>> Begin Information given
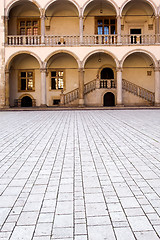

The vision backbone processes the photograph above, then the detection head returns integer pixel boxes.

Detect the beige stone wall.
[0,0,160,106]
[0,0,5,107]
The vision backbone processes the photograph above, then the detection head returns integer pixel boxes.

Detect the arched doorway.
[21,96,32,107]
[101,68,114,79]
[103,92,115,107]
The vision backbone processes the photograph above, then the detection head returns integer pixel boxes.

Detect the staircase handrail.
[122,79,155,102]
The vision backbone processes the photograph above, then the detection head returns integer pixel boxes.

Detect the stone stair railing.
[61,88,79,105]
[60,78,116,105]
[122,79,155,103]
>> End Information given
>> Begin Information given
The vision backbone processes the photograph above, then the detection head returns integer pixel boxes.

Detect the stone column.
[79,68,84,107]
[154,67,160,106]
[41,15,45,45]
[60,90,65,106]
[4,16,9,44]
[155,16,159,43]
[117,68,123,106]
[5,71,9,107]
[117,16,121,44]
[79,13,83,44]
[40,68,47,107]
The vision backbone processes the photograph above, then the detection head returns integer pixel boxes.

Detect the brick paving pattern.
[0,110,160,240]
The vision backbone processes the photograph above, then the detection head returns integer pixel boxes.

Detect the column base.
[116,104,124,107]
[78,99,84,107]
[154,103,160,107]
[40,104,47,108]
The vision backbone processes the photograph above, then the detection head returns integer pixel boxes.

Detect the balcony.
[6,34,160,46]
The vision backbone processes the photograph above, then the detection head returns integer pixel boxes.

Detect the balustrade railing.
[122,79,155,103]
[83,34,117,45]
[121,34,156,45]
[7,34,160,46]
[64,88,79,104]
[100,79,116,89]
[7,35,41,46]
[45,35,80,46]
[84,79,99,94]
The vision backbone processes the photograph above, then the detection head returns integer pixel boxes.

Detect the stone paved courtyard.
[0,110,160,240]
>> End Information given
Short problem
Report each line of the data above that contains the word "stone".

Exercise answer
Detect the beige stone wall.
Detect the stone stair railing.
Detect the stone column.
Detect the stone paved courtyard.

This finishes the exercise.